**Instructions to follow**
Please count the lines in the entries below that contain the string "field", treating uppercase and lowercase letters as different. Reply with that number alone.

——

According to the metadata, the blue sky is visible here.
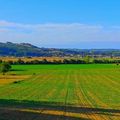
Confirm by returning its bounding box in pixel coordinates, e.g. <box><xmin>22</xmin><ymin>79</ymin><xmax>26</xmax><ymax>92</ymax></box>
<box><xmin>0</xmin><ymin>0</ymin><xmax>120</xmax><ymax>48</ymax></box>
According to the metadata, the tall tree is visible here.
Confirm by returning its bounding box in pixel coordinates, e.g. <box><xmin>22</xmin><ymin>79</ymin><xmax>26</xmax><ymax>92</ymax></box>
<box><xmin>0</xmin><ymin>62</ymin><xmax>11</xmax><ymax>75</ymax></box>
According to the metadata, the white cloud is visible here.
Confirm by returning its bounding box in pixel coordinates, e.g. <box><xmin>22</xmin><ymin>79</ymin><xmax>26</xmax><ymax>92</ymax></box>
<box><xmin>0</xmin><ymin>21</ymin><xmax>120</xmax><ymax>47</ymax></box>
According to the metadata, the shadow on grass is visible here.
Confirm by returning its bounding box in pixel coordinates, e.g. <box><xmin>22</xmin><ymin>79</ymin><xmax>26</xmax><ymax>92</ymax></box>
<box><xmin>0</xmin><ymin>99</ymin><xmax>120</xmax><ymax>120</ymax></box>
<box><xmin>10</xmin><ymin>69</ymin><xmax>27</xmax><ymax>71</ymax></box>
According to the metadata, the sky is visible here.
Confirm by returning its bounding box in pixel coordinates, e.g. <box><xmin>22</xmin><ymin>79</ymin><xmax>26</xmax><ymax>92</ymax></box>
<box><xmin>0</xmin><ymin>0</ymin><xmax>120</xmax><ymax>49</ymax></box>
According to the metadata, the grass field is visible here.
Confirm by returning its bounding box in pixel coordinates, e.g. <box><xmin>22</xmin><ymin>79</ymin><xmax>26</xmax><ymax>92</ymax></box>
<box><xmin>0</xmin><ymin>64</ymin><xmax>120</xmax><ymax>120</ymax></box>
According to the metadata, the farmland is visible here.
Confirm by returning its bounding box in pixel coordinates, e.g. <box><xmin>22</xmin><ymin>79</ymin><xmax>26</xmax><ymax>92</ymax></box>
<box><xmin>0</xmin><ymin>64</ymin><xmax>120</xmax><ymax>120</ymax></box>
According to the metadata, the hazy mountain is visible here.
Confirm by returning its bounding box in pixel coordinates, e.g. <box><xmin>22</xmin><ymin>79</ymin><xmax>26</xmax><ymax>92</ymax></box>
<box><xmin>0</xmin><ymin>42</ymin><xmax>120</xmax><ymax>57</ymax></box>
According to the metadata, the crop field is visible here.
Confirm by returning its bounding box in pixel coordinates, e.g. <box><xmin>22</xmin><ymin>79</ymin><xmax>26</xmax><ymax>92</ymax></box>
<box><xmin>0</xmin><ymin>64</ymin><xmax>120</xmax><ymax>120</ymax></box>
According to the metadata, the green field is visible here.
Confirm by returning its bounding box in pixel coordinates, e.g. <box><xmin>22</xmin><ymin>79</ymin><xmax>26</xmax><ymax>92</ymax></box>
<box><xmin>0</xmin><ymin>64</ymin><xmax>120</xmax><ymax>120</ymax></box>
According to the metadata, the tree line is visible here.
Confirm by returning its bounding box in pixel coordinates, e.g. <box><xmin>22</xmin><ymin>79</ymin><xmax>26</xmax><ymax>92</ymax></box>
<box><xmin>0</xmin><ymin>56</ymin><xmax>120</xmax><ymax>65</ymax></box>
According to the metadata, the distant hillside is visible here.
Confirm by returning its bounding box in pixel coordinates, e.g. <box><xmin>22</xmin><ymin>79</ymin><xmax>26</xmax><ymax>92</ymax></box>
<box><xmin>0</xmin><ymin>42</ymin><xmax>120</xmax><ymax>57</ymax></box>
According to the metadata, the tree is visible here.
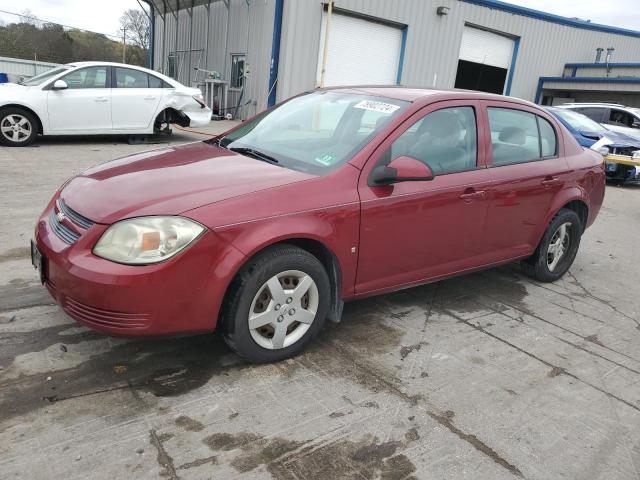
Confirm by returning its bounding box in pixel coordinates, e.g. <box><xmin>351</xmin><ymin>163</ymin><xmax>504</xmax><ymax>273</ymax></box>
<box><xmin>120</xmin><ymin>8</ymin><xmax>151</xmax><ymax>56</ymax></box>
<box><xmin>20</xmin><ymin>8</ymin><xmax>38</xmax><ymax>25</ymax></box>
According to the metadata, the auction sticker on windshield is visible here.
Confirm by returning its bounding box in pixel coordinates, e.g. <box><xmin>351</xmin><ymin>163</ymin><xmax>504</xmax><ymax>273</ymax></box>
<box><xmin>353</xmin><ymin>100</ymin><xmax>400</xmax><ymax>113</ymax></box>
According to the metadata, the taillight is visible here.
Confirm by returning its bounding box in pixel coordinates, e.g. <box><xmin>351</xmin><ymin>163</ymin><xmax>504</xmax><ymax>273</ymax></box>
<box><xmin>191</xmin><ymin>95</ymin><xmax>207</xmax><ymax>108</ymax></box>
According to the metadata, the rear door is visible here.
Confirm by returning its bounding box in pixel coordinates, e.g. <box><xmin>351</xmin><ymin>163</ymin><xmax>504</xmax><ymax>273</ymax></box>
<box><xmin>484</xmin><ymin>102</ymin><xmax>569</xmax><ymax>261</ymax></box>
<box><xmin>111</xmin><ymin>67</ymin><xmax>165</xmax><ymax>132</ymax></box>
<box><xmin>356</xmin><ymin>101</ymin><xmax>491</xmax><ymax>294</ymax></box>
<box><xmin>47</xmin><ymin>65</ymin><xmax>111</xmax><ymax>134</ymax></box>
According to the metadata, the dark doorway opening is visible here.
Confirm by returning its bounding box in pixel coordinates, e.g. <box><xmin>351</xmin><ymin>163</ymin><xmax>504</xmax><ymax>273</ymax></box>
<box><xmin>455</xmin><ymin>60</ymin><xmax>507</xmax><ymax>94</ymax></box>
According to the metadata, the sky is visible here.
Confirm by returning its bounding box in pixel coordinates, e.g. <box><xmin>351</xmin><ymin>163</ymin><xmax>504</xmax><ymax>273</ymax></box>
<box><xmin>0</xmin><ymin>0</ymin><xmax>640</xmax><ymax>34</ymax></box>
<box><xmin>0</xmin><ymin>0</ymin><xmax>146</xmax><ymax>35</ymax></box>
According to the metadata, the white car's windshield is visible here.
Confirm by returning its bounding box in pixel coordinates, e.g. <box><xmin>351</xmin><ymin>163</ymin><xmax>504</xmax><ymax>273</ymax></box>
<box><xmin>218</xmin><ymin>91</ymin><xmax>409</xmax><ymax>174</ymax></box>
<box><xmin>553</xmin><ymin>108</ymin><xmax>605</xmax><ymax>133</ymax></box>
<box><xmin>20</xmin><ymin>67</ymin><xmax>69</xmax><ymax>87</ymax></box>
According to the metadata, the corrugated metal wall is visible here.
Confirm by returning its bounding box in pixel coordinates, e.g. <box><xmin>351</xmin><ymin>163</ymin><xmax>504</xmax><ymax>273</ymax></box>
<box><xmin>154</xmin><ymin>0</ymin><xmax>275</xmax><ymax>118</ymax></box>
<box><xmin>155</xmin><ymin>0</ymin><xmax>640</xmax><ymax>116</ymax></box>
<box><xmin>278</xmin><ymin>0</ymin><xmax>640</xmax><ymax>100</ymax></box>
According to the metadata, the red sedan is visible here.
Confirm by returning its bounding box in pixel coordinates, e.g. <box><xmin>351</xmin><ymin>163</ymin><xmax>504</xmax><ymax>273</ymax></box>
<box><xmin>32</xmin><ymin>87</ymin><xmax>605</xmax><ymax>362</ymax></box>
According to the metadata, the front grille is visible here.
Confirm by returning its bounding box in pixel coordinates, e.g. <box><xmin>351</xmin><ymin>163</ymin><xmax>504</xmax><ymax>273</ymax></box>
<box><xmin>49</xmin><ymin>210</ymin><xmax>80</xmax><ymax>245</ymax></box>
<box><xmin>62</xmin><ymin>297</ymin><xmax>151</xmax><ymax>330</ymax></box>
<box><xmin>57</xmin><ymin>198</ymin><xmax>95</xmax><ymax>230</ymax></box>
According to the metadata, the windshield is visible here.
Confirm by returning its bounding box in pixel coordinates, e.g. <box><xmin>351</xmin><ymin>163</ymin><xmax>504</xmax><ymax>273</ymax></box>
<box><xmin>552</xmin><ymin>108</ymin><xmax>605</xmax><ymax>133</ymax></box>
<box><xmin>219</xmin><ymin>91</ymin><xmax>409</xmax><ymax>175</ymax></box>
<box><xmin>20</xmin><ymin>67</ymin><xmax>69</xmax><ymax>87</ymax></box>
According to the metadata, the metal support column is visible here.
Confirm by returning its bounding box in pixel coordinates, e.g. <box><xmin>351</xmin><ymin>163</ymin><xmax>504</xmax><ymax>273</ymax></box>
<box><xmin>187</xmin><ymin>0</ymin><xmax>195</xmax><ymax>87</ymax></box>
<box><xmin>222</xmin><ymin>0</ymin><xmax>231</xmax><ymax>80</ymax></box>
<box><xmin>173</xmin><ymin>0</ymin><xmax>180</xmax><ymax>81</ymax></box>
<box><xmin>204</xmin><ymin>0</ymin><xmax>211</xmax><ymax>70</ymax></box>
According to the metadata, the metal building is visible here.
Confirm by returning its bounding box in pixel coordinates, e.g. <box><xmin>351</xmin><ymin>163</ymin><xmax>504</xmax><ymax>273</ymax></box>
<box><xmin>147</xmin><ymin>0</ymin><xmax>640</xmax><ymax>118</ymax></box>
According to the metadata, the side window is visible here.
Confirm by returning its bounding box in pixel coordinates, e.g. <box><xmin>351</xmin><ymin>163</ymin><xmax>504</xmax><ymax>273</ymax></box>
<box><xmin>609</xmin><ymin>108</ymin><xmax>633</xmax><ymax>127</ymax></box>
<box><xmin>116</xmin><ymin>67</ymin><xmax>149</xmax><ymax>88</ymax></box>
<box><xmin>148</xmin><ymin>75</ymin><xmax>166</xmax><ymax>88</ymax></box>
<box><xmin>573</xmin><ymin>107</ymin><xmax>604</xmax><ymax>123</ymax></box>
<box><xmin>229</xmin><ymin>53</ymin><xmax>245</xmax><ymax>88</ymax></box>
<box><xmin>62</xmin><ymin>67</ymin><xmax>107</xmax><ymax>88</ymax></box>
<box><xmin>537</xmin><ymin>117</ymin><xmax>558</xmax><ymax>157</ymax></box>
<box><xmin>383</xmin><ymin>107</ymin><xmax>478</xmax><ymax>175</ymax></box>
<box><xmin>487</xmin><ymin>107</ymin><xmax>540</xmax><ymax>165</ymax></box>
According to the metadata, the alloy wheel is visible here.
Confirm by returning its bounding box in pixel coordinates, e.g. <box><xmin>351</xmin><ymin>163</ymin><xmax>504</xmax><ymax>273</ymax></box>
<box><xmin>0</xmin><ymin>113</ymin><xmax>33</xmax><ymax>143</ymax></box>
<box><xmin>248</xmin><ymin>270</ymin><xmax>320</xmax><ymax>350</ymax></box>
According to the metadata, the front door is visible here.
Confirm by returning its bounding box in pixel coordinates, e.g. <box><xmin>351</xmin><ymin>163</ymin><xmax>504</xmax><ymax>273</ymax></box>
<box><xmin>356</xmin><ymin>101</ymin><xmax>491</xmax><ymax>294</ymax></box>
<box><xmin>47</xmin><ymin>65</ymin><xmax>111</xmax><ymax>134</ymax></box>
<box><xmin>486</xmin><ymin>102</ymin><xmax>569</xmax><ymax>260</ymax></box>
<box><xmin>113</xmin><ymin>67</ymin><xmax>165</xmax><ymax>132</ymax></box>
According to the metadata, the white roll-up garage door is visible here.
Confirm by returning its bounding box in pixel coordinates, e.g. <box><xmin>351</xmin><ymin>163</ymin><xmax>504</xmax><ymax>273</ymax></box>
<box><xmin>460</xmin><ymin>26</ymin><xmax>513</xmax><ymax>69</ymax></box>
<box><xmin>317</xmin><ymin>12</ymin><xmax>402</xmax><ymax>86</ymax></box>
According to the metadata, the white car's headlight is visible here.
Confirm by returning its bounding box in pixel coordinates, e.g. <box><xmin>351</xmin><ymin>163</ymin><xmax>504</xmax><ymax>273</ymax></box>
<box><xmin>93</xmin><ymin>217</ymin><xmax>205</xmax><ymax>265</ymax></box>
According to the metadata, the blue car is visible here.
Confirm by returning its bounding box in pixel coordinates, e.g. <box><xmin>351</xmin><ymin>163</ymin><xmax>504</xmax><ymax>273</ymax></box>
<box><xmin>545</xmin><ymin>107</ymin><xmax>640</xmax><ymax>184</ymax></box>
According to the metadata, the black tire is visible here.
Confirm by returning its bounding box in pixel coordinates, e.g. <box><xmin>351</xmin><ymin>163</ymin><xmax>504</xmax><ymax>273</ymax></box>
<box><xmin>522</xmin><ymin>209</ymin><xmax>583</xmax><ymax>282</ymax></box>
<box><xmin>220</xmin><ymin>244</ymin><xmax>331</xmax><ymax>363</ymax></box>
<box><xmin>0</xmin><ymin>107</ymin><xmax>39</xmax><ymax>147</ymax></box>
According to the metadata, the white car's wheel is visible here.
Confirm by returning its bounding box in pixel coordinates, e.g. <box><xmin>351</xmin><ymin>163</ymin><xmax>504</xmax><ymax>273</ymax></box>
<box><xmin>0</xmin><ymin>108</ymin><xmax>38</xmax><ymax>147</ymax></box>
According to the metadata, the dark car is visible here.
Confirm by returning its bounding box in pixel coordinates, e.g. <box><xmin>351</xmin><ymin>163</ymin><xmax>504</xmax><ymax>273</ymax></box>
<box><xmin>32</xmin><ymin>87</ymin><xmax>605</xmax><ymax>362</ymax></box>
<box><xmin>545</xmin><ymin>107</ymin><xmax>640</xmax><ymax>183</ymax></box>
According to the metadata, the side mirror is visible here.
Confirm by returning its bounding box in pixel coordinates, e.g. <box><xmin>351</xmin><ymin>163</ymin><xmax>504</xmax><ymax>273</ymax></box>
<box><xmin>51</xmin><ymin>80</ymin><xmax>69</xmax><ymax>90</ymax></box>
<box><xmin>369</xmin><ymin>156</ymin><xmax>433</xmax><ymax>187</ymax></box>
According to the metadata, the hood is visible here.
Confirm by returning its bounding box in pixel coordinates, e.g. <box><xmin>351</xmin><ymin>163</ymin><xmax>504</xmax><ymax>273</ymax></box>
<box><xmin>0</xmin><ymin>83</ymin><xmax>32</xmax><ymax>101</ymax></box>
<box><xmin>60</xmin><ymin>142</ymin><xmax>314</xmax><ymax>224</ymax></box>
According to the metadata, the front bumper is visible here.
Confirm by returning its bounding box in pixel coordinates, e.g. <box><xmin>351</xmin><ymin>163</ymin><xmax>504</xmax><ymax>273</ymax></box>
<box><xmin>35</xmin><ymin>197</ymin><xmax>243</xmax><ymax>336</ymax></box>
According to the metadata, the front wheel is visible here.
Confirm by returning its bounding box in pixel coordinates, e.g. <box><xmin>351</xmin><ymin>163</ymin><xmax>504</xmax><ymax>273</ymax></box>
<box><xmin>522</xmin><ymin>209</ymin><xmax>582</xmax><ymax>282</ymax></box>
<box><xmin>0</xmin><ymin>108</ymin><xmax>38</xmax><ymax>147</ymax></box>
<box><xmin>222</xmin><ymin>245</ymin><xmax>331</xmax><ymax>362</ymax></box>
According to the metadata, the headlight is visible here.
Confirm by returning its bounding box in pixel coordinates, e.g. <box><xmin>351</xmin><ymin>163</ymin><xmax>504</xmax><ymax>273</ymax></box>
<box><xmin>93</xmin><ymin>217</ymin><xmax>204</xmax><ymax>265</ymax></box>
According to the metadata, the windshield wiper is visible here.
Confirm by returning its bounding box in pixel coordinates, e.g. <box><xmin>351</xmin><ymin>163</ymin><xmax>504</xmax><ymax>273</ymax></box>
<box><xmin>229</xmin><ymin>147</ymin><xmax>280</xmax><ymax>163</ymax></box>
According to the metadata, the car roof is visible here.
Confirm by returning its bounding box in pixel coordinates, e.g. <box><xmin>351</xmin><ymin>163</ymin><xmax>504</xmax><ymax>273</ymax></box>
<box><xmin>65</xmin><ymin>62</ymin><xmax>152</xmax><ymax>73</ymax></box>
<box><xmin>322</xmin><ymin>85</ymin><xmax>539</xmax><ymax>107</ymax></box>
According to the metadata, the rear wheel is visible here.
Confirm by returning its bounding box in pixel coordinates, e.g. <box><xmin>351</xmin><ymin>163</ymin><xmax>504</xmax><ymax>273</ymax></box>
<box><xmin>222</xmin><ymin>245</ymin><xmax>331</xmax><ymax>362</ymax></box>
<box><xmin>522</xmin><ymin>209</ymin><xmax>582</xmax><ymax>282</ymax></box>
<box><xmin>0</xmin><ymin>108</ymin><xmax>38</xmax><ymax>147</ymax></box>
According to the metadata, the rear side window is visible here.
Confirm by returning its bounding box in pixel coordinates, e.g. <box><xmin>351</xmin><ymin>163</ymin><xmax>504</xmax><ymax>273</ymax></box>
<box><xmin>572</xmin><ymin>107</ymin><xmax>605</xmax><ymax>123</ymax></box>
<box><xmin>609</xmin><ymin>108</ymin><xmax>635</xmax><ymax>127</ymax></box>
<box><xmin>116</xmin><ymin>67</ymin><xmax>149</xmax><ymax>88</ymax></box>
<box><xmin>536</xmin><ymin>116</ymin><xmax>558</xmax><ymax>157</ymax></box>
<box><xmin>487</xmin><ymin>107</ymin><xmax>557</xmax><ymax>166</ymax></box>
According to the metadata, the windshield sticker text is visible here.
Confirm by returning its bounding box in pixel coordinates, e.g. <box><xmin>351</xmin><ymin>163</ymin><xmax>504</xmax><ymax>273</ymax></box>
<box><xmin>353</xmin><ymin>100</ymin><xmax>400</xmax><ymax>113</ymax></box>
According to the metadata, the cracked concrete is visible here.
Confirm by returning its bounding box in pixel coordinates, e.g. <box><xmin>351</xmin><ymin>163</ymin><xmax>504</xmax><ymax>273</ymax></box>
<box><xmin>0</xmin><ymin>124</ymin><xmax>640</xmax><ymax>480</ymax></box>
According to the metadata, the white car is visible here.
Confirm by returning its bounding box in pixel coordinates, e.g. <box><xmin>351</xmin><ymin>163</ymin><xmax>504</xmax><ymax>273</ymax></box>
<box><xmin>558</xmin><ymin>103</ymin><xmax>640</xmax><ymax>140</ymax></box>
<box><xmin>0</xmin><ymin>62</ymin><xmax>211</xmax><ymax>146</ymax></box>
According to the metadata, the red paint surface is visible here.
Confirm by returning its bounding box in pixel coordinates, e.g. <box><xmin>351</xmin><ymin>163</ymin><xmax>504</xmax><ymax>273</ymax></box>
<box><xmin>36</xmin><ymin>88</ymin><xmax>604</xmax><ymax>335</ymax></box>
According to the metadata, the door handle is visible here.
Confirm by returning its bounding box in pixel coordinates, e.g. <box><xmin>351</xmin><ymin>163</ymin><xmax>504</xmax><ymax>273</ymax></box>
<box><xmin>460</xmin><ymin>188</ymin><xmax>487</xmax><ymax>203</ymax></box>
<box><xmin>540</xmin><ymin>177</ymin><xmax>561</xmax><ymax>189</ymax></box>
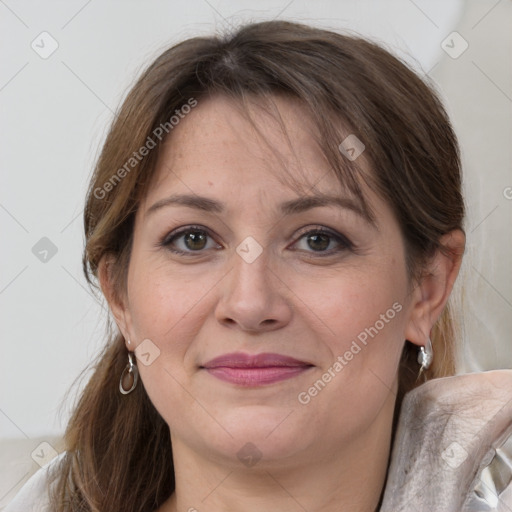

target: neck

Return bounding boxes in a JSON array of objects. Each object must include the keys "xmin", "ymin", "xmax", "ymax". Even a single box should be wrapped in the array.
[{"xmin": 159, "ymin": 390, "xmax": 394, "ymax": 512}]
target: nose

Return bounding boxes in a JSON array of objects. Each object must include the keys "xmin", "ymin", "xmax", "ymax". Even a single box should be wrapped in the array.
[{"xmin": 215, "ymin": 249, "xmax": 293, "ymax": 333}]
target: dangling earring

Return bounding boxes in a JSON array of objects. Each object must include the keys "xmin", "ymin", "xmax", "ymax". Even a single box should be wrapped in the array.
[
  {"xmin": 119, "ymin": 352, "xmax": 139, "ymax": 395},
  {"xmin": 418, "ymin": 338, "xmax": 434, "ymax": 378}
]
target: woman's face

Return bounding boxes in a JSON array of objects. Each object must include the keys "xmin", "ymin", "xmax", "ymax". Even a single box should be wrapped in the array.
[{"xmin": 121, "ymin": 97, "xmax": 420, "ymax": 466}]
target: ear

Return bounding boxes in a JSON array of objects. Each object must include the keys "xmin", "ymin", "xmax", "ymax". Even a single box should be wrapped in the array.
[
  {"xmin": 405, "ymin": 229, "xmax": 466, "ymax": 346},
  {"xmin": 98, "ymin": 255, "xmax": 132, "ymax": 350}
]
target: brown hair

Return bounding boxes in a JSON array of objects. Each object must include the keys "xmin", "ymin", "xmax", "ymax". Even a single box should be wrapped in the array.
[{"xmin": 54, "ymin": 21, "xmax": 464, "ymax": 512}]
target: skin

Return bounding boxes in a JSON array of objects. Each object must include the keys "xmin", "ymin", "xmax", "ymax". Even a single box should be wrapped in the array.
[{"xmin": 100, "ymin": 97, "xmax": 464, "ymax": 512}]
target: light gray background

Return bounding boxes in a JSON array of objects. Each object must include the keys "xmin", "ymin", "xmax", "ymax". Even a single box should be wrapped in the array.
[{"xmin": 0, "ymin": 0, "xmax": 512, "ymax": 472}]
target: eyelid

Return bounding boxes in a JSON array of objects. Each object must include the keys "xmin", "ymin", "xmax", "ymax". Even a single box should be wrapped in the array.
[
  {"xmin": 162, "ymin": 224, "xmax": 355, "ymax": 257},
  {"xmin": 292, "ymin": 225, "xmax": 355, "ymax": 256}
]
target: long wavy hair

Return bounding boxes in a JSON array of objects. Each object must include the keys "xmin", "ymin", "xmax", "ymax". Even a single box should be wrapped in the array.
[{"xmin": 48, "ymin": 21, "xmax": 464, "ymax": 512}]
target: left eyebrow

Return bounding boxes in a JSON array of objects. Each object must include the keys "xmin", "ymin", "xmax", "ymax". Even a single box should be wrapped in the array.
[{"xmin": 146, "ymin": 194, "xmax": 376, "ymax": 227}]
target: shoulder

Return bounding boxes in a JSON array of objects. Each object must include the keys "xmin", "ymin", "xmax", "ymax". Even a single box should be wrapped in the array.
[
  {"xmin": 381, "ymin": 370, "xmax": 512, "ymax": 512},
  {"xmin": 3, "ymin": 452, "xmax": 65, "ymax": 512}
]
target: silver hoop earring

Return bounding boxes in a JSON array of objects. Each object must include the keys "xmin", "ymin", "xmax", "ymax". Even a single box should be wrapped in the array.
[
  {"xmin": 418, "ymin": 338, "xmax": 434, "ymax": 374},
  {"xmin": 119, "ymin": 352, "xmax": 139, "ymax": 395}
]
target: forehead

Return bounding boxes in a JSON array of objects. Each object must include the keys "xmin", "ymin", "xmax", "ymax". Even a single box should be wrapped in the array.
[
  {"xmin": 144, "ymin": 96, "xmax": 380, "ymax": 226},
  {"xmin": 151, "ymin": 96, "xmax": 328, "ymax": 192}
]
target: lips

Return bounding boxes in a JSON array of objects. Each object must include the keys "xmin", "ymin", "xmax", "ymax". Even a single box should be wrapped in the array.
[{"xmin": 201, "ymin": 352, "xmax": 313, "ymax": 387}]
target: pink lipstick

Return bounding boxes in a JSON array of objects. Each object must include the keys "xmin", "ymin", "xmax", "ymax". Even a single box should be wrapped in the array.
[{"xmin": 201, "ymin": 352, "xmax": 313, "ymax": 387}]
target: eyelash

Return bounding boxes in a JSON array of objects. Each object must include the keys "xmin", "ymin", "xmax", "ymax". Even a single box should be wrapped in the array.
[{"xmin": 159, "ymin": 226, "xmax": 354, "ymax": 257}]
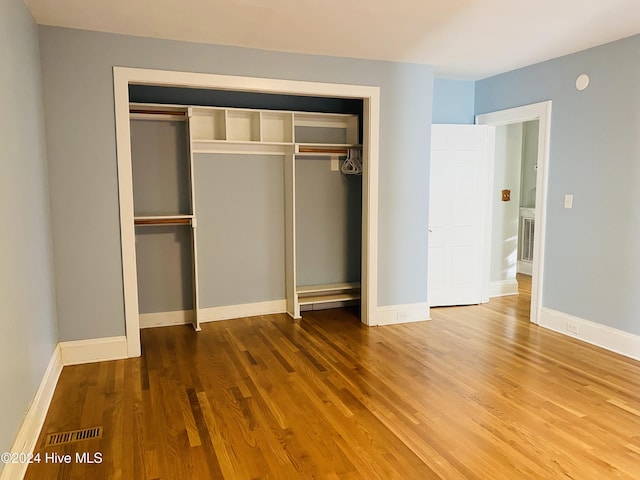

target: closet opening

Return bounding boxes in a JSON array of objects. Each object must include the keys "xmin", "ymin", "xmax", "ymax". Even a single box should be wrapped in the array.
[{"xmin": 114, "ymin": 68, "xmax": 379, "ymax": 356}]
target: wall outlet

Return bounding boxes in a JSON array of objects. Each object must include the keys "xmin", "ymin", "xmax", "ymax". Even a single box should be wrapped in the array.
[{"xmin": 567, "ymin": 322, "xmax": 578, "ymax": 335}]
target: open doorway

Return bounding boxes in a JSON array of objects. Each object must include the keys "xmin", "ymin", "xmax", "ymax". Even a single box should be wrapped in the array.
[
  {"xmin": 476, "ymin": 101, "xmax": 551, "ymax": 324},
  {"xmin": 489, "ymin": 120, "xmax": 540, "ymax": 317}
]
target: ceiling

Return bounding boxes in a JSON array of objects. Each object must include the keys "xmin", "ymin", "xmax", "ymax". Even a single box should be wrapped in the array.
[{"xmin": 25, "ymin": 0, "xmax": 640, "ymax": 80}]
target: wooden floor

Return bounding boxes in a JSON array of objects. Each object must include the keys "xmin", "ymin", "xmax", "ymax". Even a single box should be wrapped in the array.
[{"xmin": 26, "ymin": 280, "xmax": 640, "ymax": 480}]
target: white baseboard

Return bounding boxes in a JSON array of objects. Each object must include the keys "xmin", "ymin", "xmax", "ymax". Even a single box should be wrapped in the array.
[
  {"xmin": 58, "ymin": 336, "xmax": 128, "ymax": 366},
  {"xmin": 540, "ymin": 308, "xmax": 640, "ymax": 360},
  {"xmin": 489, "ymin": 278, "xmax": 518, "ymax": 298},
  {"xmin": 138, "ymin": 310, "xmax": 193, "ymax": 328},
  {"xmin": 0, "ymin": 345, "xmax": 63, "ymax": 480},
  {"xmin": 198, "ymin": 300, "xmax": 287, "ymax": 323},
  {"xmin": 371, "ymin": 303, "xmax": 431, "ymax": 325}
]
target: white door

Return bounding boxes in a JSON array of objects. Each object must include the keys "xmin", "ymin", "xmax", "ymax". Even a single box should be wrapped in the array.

——

**Worked solution**
3